[WORK TO COMPLETE]
1. In the passage about Phillips, which tight end did he cover on a pass route?
2. Update the passage about Phillips: restate the part that opens with the words "Was he applauding" and closes with "a long layoff.", putting "shoes" where "cleats" stands.

[EXCERPTED PASSAGE]
^^^^^^^^

There were times when Phillips took off the glasses and looked like his old playmaking self. The one time he was tested came on his second group of reps, when he covered tight end Scott Chandler on a pass route. Phillips lunged in front of Chandler to knock away the ball and wound up falling and rolling over on his back before popping back up and quickly clapping his hands.

Was he applauding that his knee was OK? No, he said. He was disappointed that all he could do was knock down the ball.

"I was really trying to get it," he said. "I read his hips, saw who was missing out, and I went for it. Came real close. Maybe next time I'll get it."

Phillips said he never even thought about his knee while on the field. Not when he was tumbling after the pass to Chandler and not when he slipped twice in the secondary (he laughingly blamed it on his cleats, although those unforced stumbles are sure to bring a few chuckles in the video room). Although Phillips' return to the lineup mostly will be based on his physical progress, safeties coach Dave Merritt was most impressed by the way he was able to play mentally after such a long layoff.

"For him to go in there right away, to line up properly, to get the calls, to run the defense the way he ran it, it was pretty impressive," Merritt said.

^^^^^^^^

[DATA PROVIDED]
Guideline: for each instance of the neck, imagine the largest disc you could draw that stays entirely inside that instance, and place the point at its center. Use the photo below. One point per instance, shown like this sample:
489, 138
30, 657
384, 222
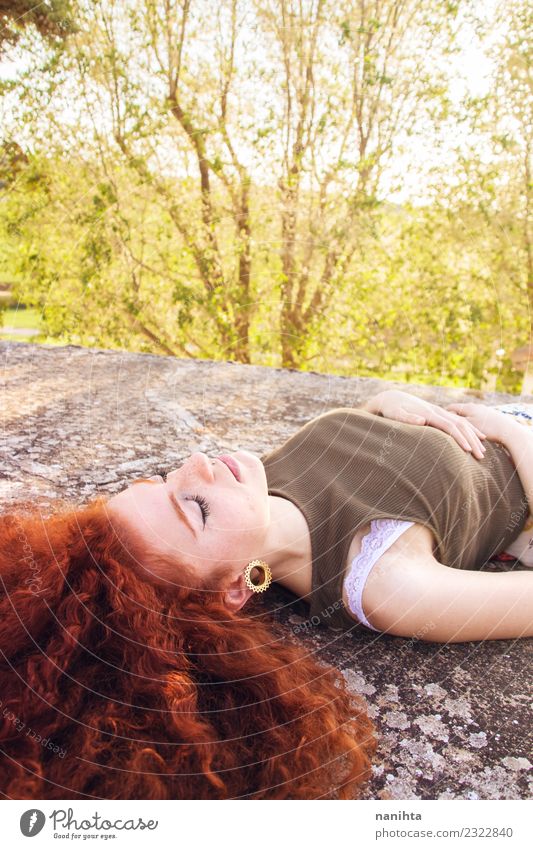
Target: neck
287, 548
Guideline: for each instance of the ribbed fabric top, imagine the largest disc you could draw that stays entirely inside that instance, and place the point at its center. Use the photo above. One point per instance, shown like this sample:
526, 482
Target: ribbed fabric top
348, 466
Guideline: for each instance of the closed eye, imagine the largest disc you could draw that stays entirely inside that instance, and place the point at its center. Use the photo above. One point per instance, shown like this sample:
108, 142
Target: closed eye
204, 506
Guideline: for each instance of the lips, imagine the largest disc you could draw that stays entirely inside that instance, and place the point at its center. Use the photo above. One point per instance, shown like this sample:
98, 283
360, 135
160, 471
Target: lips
232, 465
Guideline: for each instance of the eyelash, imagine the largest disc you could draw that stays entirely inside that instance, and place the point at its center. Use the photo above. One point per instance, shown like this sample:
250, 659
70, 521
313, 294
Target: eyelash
204, 506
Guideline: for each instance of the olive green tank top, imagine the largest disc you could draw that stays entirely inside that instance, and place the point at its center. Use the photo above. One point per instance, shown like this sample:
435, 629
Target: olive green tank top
348, 466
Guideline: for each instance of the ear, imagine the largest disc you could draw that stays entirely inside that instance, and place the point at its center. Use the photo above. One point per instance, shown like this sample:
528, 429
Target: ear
238, 594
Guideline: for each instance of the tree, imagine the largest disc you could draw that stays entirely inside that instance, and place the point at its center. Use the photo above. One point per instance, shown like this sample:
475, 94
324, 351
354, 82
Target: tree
52, 19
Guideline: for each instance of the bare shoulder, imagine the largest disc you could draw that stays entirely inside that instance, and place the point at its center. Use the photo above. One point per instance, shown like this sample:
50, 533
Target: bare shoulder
404, 564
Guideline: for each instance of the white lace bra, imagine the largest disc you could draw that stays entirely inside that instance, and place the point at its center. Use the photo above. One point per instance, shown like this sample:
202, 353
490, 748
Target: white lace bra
382, 533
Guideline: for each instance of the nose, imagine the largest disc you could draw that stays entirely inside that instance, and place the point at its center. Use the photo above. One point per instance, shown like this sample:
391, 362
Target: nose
203, 465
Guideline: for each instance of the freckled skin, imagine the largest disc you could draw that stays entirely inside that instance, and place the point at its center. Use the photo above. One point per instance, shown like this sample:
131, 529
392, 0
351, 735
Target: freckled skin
236, 529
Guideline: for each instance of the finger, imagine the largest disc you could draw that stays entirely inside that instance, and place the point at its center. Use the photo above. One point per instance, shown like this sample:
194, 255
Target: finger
470, 432
467, 429
449, 427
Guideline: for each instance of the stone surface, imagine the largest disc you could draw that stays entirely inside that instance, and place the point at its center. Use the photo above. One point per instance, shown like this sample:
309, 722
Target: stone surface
454, 721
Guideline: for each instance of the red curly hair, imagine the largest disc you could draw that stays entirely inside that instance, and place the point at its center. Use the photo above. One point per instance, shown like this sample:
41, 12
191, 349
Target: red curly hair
112, 686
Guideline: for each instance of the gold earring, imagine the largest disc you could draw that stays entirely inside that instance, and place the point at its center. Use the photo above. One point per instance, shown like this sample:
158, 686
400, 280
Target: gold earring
267, 576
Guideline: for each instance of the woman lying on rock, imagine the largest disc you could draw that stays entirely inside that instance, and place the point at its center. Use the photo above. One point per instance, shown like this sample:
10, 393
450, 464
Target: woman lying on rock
130, 668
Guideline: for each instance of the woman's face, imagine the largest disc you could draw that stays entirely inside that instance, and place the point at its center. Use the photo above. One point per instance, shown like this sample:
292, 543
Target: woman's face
169, 520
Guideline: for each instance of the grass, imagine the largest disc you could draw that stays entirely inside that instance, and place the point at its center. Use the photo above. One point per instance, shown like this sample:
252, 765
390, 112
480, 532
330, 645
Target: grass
29, 319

^^^^^^^^

[WORKED SOLUTIONS]
1. Scott Chandler.

2.
Was he applauding that his knee was OK? No, he said. He was disappointed that all he could do was knock down the ball.

"I was really trying to get it," he said. "I read his hips, saw who was missing out, and I went for it. Came real close. Maybe next time I'll get it."

Phillips said he never even thought about his knee while on the field. Not when he was tumbling after the pass to Chandler and not when he slipped twice in the secondary (he laughingly blamed it on his shoes, although those unforced stumbles are sure to bring a few chuckles in the video room). Although Phillips' return to the lineup mostly will be based on his physical progress, safeties coach Dave Merritt was most impressed by the way he was able to play mentally after such a long layoff.